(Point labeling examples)
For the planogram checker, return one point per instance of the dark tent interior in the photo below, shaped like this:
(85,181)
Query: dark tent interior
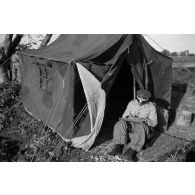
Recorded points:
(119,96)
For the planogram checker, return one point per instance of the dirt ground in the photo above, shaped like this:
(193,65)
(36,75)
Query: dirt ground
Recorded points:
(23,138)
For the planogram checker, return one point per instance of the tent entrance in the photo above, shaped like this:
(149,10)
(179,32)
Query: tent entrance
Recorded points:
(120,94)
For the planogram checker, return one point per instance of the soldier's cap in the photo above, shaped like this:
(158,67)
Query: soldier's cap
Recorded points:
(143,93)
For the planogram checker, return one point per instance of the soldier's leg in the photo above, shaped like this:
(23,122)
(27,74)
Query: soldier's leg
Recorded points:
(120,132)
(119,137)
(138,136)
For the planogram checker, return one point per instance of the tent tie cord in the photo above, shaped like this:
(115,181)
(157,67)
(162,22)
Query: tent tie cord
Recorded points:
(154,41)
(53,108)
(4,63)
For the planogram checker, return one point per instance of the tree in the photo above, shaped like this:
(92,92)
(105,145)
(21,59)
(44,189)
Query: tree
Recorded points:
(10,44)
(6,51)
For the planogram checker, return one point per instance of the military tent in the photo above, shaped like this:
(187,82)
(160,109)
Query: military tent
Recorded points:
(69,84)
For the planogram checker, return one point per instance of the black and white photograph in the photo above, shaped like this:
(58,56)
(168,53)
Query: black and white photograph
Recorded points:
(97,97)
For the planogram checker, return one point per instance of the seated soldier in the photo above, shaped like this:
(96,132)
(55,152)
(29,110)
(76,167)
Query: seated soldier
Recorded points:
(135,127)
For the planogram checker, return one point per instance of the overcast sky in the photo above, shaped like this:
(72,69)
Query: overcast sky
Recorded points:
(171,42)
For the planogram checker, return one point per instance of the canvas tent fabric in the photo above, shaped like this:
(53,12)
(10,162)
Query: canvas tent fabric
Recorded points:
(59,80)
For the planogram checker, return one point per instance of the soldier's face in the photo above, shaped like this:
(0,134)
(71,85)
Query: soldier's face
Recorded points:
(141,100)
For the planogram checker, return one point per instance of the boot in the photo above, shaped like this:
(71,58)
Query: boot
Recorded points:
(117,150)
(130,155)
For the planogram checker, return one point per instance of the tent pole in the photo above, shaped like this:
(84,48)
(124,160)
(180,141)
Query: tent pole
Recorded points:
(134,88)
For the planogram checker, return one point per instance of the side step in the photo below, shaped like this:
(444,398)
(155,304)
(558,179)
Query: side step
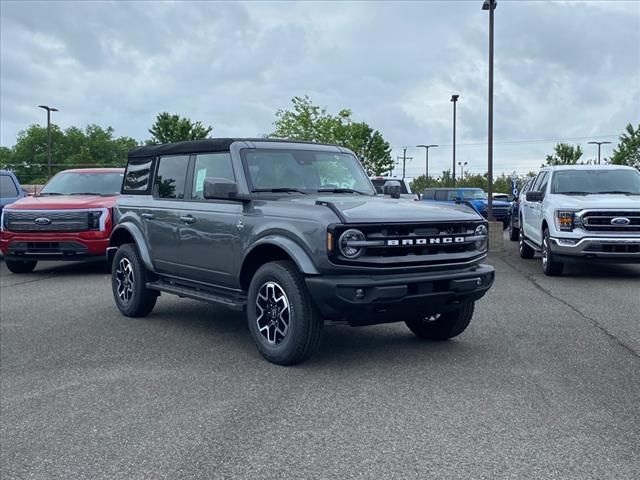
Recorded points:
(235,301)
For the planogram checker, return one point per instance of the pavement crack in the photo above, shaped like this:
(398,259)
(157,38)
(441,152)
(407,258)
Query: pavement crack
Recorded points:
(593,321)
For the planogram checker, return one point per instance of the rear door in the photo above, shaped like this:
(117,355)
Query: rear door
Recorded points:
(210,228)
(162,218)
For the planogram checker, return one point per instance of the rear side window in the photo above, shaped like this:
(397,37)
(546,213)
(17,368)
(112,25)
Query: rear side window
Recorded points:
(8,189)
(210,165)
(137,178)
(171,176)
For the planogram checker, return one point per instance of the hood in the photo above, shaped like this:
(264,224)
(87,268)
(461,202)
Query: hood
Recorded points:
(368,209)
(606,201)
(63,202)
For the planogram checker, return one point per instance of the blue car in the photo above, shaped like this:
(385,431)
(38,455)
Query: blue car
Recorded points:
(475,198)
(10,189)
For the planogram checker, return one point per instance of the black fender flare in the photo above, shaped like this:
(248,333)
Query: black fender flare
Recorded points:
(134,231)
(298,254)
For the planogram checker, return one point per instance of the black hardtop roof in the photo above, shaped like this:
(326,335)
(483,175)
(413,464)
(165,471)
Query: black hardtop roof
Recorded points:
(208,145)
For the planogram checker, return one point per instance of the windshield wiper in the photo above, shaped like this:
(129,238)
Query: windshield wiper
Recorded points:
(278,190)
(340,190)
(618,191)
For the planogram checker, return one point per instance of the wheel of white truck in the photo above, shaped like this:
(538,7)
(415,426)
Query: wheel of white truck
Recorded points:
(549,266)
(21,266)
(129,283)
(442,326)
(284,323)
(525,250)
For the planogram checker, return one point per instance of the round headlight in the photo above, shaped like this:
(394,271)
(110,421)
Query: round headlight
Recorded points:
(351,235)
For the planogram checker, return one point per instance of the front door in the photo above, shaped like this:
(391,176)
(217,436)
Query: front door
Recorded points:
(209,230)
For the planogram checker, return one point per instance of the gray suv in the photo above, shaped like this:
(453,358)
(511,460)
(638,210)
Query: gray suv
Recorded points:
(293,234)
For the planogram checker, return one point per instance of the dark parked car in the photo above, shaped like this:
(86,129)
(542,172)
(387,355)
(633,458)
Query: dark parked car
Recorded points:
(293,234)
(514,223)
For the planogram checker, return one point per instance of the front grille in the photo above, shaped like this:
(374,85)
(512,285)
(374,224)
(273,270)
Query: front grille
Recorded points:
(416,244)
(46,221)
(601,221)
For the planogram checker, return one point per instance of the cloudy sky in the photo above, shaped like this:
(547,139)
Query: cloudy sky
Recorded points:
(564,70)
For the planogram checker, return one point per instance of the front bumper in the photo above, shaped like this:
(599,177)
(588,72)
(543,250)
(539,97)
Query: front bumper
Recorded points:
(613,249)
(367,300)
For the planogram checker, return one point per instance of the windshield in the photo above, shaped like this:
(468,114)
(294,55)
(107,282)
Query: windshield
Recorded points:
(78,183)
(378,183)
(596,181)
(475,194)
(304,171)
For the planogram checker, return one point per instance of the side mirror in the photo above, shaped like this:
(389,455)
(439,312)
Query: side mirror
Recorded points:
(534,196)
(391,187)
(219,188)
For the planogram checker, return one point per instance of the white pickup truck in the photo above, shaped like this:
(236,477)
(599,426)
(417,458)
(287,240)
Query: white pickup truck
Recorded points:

WHAT TO WORK ON -> Restate the whole of the material word for word without the pictures.

REPLY TO THE EXERCISE ->
For the planogram checker, return one point per instance of the dark tent interior in the photo below, shaped like this:
(85,181)
Query: dark tent interior
Recorded points:
(119,96)
For the planogram checker, return one point per instance of the dirt ground in the photo above, shaped like this:
(193,65)
(36,75)
Query: dirt ground
Recorded points:
(23,138)
For the planogram checker, return one point per instance of the tent entrance in the photo above, shaped like this:
(149,10)
(179,32)
Query: tent entrance
Recorded points:
(120,94)
For the planogram checker, return one point per instance of the soldier's cap in the photo above, shaped like this:
(158,67)
Query: soldier's cap
Recorded points:
(143,93)
For the planogram checker, return one point per instance of the soldier's leg in the photo above, shaped like this:
(23,122)
(27,74)
Query: soldier's leg
Recorded points:
(120,132)
(119,137)
(138,136)
For the planogram checker, return one point per instance of the tent tie cord in the photo above, shaped like this:
(115,181)
(157,67)
(162,22)
Query: tent tie cord
Recorded points:
(154,41)
(53,108)
(4,63)
For the planogram checker, return one point per instance of the tree in the photo above, shaped like this:
(92,92)
(105,145)
(21,59)
(44,189)
Query: tree
Recorded points:
(10,44)
(6,51)
For the planogram checker, return one point per instance of the military tent in the photo above, shaped like this:
(187,82)
(160,109)
Query: military tent
Recorded points:
(69,84)
For the planogram checker, return one point per instance of the black and white photograph in the photo above, shaped like this:
(58,56)
(168,53)
Query: black and white photograph
Recorded points:
(97,97)
For the planogram checker, return one point per instance of the seated soldier in the photo above, shaped like this:
(96,132)
(55,152)
(29,110)
(76,167)
Query: seated soldier
Recorded points:
(135,127)
For the planogram checker, return one point per instance of the overcast sky in the photo above, shaped like this:
(72,69)
Query: overcast sky
Recorded points:
(171,42)
For the planogram checker, return one point per instance of the canvas tent fabric in the photo above, shaped like this:
(53,12)
(10,162)
Query: canvas tent fabric
Recorded points:
(59,80)
For the planogram checker, return one point per instance of the soldier's face in the photo above, shaped like this:
(0,134)
(71,85)
Query: soldier's face
Recorded points:
(141,100)
For the planogram checker, return one point per instance of the boot in the photo above, shaped like this:
(71,58)
Query: boot
Recorded points:
(117,150)
(130,155)
For the planogram checker, return one point per instance of the tent pole in the photo above, shaped like this:
(84,48)
(124,160)
(180,141)
Query: tent pole
Recorded points:
(134,88)
For the planogram checker, return one point per instance of the side step in the photo below, shaped like this:
(444,398)
(155,304)
(558,179)
Query: side step
Recorded points:
(235,301)
For the planogram checker, return one point per instance of the pavement crack in the photo above, shaped like this:
(398,259)
(157,38)
(441,152)
(407,258)
Query: pavement crack
Recorded points:
(593,321)
For the planogram checker, return one point per instance of the rear door in the photo above, shaped like this:
(117,355)
Query: rear door
Recorded points:
(210,228)
(162,218)
For the planogram checker, return one point per instance of the rear side window in the photo above, shaped like this:
(397,37)
(546,213)
(17,368)
(112,25)
Query: rear side window
Recorded points:
(8,189)
(210,165)
(137,178)
(171,176)
For the planogram checker, return one point per instance of the hood in the photo above, shaped like this:
(264,224)
(87,268)
(461,202)
Query: hood
Recorded points:
(368,209)
(606,201)
(63,202)
For the planogram checker, return one point per instance of the blue car in the photo above, shaped like this:
(385,431)
(38,455)
Query: blue car
Recorded points:
(475,198)
(10,189)
For the planogram checker, return one point per instance of the black fender flare in the photo above, shaped like this:
(248,333)
Query: black fender flare
Recorded points:
(134,231)
(298,254)
For the planogram checker, return one point per instance of the black hardtop roof in the photo above, shaped like this:
(326,335)
(483,175)
(413,464)
(165,471)
Query: black hardtop roof
Recorded points:
(208,145)
For the planogram checker, return one point per instance of the windshield wiper in the photo above, shaped like this:
(129,238)
Query: windshield wiper
Recorded points:
(278,190)
(340,190)
(618,191)
For the planogram checker, return one point per instance of the wheel of white truck in the photo above, shaped like this:
(538,7)
(415,426)
Query: wheel of white truck
Recorded points:
(549,266)
(21,266)
(129,283)
(442,326)
(284,323)
(525,250)
For the planogram checker, return one point per instance of the round headlight in the photo above, shaped like this:
(394,271)
(110,421)
Query: round headlight
Recorded points:
(351,235)
For the planogram checker, return one point per instance of the front door in the photo above, shaped like this:
(391,176)
(217,436)
Query: front door
Recorded points:
(209,230)
For the planogram checker, return one point per instance of the gray suv in the photo above, shaped like this:
(453,358)
(511,460)
(638,210)
Query: gray suv
Recorded points:
(293,234)
For the planogram checker, return one point per instance of the dark parked car in the photo above, shaped like this:
(86,129)
(542,172)
(387,355)
(633,458)
Query: dark parked car
Recorded points:
(293,234)
(514,223)
For the planogram checker, return one point per instance of the front grille in the photo above, shaped like this:
(374,85)
(512,285)
(374,224)
(273,270)
Query: front grille
Recorded points:
(416,244)
(46,221)
(601,221)
For the planogram checker, return one point per instance of the cloudy sky in the photo above, shaped like this:
(547,139)
Query: cloudy sky
Recorded points:
(564,70)
For the planogram checker, return one point per instance of the front bumper in the photo above, shaped like this:
(599,177)
(588,72)
(543,250)
(539,97)
Query: front bumper
Recorded points:
(613,249)
(367,300)
For the planogram checker, return one point per instance of the windshield in the photo above, shaped like this:
(468,114)
(294,55)
(107,282)
Query: windshield
Recorded points:
(78,183)
(378,183)
(596,181)
(475,194)
(304,171)
For the planogram checker, return one point per instance of the side mirror in the photo above, shaped like this:
(389,455)
(439,312)
Query: side mirror
Recorded points:
(534,196)
(391,187)
(219,188)
For the planogram checker, return one point per instance of the white pickup truck in the photo above, shaped like this:
(236,477)
(599,426)
(417,458)
(287,240)
Query: white pickup truck
Recorded points:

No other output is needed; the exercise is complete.